(Saved entries)
··········

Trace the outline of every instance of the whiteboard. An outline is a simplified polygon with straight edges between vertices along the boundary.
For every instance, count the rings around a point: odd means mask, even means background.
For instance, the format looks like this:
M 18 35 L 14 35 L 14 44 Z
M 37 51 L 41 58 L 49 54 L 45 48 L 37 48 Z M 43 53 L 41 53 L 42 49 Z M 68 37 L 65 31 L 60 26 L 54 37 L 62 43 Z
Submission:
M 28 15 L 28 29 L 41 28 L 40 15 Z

··········

### Directions
Each line shown above needs to be transcribed exactly.

### Answer space
Trace the outline of every instance of the whiteboard. An outline is a simplified polygon with straight edges between vertices along the boundary.
For every instance, count the rings around a point: odd means mask, even means background.
For instance, the format looks like this:
M 18 35 L 14 35 L 14 44 Z
M 37 51 L 41 58 L 49 54 L 45 48 L 37 48 Z M 43 53 L 41 53 L 42 49 Z M 68 37 L 65 31 L 60 26 L 54 37 L 62 43 Z
Submission:
M 28 15 L 28 29 L 41 28 L 40 15 Z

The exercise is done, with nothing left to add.